◆ **GIVEN INSTRUCTION**: Starting at the line that contains "Would you be able to mark the man's face" and ending at the end of the material, render the lines as a Markdown table with the columns Row and Line. Number each row and leave out blank lines.
# # #
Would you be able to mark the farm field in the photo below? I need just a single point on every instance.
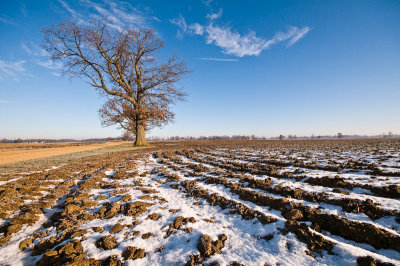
(300, 202)
(12, 153)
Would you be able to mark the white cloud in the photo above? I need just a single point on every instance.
(7, 21)
(49, 64)
(73, 13)
(299, 33)
(234, 43)
(214, 16)
(217, 59)
(118, 13)
(33, 49)
(12, 69)
(182, 26)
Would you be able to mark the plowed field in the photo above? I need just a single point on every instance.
(320, 202)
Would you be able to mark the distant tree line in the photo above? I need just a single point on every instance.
(128, 136)
(19, 140)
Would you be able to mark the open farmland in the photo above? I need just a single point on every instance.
(12, 153)
(310, 202)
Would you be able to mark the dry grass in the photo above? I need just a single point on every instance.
(11, 154)
(48, 162)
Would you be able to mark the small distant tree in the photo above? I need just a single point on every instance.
(122, 63)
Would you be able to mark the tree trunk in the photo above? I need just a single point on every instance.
(140, 135)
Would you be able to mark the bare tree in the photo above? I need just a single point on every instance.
(122, 64)
(118, 111)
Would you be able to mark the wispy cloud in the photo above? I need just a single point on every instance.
(12, 69)
(217, 59)
(49, 64)
(117, 13)
(234, 43)
(33, 49)
(214, 16)
(7, 21)
(182, 26)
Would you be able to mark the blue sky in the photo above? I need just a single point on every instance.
(259, 67)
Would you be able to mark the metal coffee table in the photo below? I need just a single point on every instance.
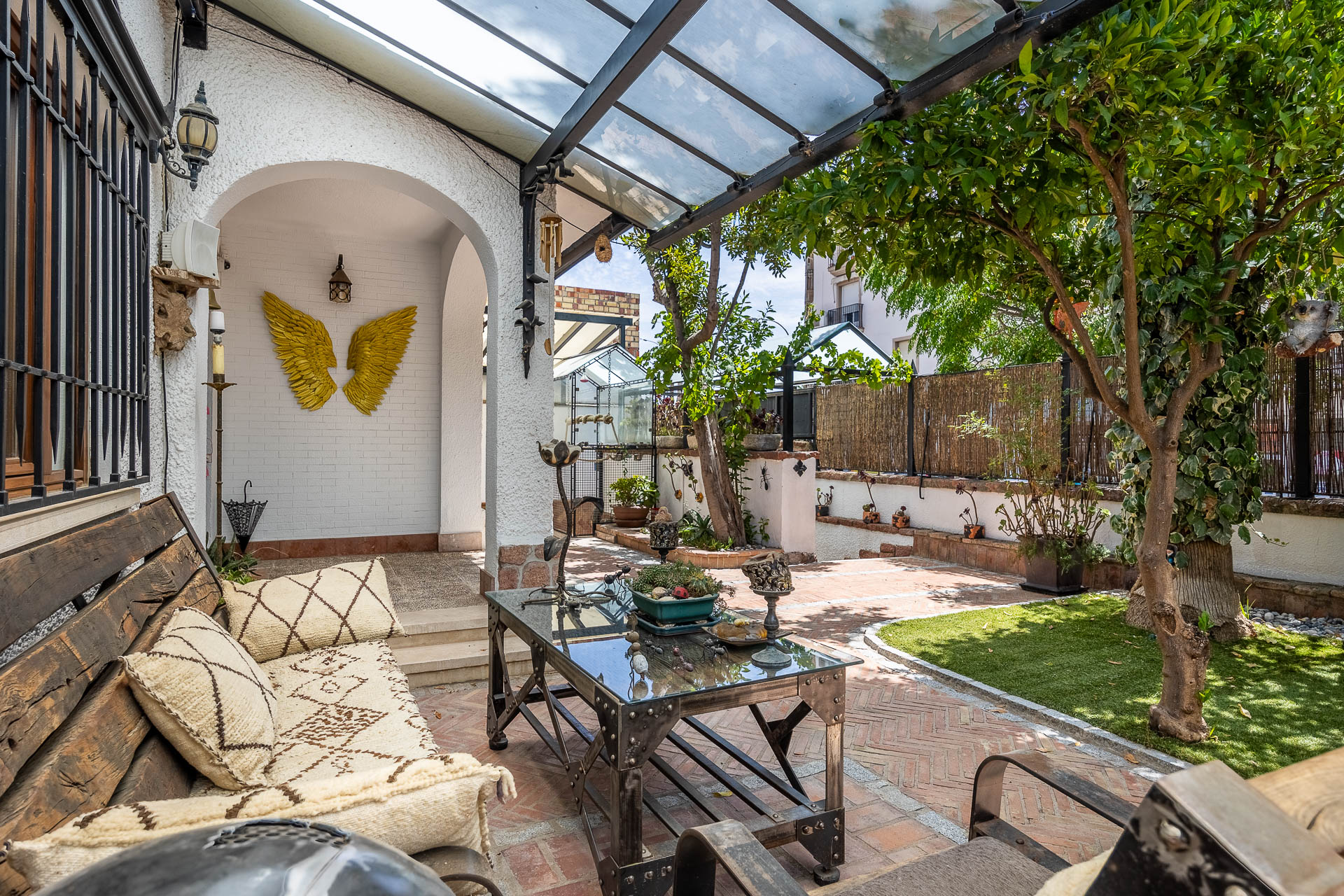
(584, 653)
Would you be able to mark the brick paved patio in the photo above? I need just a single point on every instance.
(911, 746)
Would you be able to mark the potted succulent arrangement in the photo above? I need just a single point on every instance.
(971, 516)
(824, 500)
(762, 433)
(668, 422)
(675, 593)
(870, 510)
(634, 496)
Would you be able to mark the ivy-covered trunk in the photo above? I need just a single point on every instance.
(1179, 713)
(717, 477)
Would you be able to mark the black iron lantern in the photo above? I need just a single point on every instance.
(198, 133)
(339, 285)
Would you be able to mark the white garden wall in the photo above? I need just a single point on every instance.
(788, 503)
(1310, 554)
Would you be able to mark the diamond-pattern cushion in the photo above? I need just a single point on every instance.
(292, 614)
(207, 696)
(343, 711)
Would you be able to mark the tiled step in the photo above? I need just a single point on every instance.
(454, 663)
(441, 626)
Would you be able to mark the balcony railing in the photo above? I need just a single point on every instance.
(846, 315)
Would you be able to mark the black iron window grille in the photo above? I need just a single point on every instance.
(74, 254)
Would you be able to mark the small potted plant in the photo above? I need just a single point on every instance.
(668, 422)
(971, 516)
(762, 433)
(634, 496)
(870, 510)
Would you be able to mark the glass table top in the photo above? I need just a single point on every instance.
(593, 638)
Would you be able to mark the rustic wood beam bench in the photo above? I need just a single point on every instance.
(73, 738)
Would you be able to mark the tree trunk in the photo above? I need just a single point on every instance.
(1179, 713)
(1206, 584)
(724, 508)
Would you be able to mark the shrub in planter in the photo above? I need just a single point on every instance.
(634, 496)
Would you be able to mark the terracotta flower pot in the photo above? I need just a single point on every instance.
(631, 516)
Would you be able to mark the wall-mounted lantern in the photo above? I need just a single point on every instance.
(339, 285)
(198, 133)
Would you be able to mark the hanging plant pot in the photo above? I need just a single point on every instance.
(1053, 574)
(631, 516)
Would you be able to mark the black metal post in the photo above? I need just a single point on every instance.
(910, 425)
(1304, 485)
(1066, 418)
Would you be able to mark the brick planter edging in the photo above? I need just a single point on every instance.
(1078, 729)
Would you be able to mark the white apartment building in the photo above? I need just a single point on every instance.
(841, 298)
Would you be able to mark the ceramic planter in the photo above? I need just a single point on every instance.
(761, 442)
(1046, 577)
(631, 516)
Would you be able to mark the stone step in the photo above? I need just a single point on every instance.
(437, 664)
(452, 625)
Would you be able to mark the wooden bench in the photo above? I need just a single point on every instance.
(73, 739)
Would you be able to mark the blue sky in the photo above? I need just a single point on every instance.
(626, 274)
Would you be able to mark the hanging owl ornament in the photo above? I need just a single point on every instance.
(603, 248)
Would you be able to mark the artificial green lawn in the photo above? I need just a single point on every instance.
(1077, 656)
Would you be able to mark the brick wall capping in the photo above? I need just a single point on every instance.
(1322, 507)
(755, 456)
(638, 540)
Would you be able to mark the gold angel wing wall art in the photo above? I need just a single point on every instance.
(375, 352)
(304, 348)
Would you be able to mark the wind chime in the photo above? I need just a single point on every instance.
(553, 238)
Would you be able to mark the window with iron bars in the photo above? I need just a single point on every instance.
(74, 254)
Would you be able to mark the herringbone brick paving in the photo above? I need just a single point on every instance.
(911, 748)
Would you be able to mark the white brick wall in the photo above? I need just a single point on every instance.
(332, 472)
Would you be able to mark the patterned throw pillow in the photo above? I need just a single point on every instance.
(299, 613)
(209, 699)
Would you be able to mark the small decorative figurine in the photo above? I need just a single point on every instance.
(771, 578)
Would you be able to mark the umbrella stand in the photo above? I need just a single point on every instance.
(244, 517)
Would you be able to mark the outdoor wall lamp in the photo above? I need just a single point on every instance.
(198, 132)
(339, 285)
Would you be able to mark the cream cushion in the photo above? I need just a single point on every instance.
(342, 603)
(209, 699)
(413, 805)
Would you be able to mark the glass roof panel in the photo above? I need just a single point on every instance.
(905, 38)
(706, 117)
(456, 43)
(654, 158)
(573, 34)
(619, 192)
(774, 61)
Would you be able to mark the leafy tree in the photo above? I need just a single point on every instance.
(713, 343)
(1160, 162)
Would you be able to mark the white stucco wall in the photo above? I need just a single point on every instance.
(1310, 554)
(788, 504)
(335, 472)
(286, 118)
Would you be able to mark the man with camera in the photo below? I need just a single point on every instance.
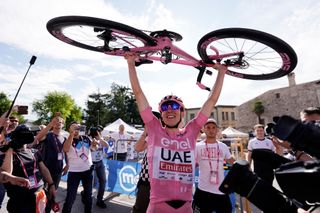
(97, 160)
(21, 162)
(121, 143)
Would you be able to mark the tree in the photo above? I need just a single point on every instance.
(106, 108)
(258, 109)
(4, 103)
(56, 102)
(96, 112)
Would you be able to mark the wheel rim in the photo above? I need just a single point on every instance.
(259, 59)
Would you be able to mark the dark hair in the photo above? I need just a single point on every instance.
(93, 131)
(311, 110)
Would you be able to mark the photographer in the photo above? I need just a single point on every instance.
(303, 137)
(97, 160)
(27, 165)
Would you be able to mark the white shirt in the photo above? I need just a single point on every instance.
(216, 153)
(79, 155)
(120, 142)
(260, 144)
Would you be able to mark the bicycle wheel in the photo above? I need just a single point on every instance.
(97, 34)
(249, 54)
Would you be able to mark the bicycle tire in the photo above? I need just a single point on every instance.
(277, 57)
(97, 34)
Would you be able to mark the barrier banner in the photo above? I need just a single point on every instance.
(122, 177)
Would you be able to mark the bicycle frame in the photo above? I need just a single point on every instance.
(166, 46)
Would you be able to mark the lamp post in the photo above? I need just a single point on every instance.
(98, 117)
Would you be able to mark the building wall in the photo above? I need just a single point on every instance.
(284, 101)
(224, 114)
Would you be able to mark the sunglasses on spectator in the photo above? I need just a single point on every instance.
(170, 105)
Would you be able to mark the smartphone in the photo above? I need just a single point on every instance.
(22, 110)
(82, 129)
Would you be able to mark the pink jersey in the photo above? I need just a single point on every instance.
(171, 158)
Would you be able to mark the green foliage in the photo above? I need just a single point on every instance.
(4, 103)
(106, 108)
(56, 102)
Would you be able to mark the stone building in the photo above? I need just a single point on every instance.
(283, 101)
(224, 115)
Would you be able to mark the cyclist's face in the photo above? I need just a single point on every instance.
(171, 117)
(259, 133)
(211, 130)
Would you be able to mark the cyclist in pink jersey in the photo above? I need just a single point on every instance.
(171, 149)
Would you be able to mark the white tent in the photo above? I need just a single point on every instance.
(233, 133)
(114, 127)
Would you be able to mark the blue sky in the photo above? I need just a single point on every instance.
(79, 72)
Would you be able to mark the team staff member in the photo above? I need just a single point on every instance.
(210, 156)
(263, 170)
(171, 149)
(78, 149)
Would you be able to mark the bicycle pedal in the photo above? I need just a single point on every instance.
(143, 61)
(208, 72)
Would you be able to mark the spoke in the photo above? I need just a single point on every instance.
(235, 43)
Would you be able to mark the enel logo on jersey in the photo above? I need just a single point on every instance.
(174, 144)
(128, 178)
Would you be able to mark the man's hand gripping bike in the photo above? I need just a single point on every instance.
(248, 53)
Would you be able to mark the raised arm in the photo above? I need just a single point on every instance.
(141, 99)
(215, 91)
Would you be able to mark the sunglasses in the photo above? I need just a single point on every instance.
(170, 105)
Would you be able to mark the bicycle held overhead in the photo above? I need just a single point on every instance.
(248, 53)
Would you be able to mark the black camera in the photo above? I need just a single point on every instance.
(298, 180)
(20, 136)
(261, 193)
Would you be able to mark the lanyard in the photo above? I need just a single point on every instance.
(75, 148)
(55, 138)
(218, 155)
(24, 168)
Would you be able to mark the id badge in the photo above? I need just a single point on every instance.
(60, 156)
(213, 177)
(122, 145)
(33, 183)
(84, 157)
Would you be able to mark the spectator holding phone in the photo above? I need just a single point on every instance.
(51, 149)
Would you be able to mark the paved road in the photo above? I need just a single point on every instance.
(119, 204)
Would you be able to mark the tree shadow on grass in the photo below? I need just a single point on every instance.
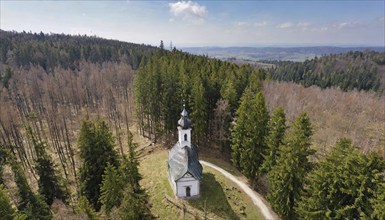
(216, 200)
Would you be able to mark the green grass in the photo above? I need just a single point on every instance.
(220, 197)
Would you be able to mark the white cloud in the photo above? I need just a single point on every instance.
(285, 25)
(349, 25)
(260, 24)
(189, 11)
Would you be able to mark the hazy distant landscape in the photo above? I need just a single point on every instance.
(110, 110)
(273, 53)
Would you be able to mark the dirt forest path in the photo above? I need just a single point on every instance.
(255, 197)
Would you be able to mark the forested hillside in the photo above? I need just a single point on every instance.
(348, 71)
(65, 128)
(63, 99)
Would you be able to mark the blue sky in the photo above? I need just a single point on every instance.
(206, 23)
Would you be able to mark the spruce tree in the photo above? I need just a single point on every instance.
(111, 191)
(96, 146)
(345, 185)
(199, 108)
(277, 128)
(378, 203)
(33, 205)
(50, 186)
(129, 166)
(3, 158)
(134, 205)
(287, 177)
(249, 133)
(85, 208)
(7, 212)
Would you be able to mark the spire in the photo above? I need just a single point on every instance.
(184, 113)
(184, 121)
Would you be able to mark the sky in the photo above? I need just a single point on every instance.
(206, 23)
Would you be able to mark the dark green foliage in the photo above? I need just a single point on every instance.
(49, 182)
(345, 185)
(96, 151)
(111, 191)
(129, 166)
(134, 206)
(84, 207)
(353, 70)
(6, 76)
(6, 210)
(52, 50)
(249, 133)
(31, 204)
(274, 140)
(287, 177)
(170, 79)
(199, 112)
(3, 158)
(121, 189)
(378, 202)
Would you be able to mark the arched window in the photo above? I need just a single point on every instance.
(188, 191)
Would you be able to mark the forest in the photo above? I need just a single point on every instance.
(348, 71)
(68, 104)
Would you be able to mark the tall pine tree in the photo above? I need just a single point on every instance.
(249, 133)
(7, 212)
(111, 191)
(277, 128)
(31, 204)
(96, 146)
(49, 182)
(287, 177)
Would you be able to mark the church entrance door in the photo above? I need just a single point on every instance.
(188, 191)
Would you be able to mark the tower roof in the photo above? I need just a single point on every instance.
(182, 160)
(184, 121)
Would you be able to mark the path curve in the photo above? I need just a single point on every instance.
(255, 197)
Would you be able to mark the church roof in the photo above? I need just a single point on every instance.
(182, 160)
(184, 121)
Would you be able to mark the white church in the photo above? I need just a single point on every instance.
(184, 168)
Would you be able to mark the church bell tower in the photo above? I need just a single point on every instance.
(184, 129)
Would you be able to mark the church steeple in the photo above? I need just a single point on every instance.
(184, 129)
(184, 121)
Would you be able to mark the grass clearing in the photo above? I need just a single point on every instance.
(220, 197)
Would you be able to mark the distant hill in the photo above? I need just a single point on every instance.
(273, 53)
(348, 71)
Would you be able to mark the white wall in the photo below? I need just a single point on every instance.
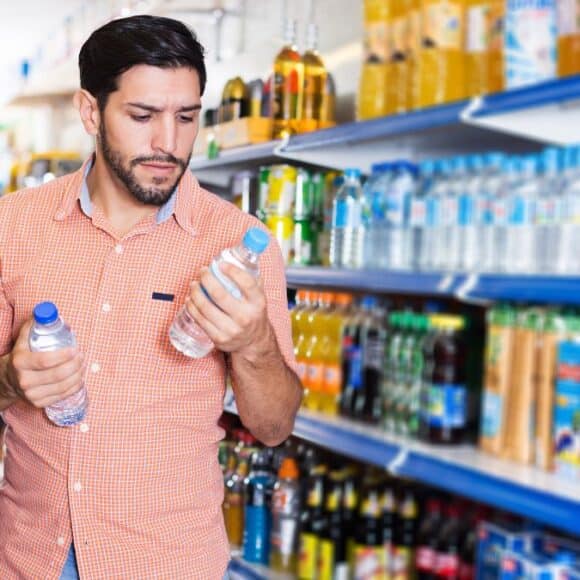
(249, 44)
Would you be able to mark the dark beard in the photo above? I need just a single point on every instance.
(157, 196)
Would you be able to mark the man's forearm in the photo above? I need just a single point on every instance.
(7, 389)
(268, 393)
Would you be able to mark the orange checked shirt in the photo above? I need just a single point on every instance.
(137, 485)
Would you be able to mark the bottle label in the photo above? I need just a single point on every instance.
(326, 560)
(418, 213)
(332, 379)
(425, 559)
(477, 29)
(402, 558)
(374, 352)
(308, 555)
(447, 405)
(568, 17)
(447, 565)
(492, 414)
(370, 562)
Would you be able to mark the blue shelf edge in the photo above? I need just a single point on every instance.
(468, 287)
(447, 469)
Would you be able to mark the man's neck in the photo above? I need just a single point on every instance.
(111, 197)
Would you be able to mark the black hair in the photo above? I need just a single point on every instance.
(127, 42)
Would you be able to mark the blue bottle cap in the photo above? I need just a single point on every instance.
(352, 172)
(45, 313)
(256, 240)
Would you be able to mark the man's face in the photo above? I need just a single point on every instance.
(148, 128)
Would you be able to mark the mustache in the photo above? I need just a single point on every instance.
(159, 159)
# # #
◆ **THE RESPONSE**:
| Row | Line |
|---|---|
| 1 | Would you be able to mark the man's face in the photo above? I need just a single point on every instance. |
| 2 | (148, 128) |
| 3 | Would you be able to mark the mustache in the photo above? I need just a single point on every instance. |
| 4 | (159, 159) |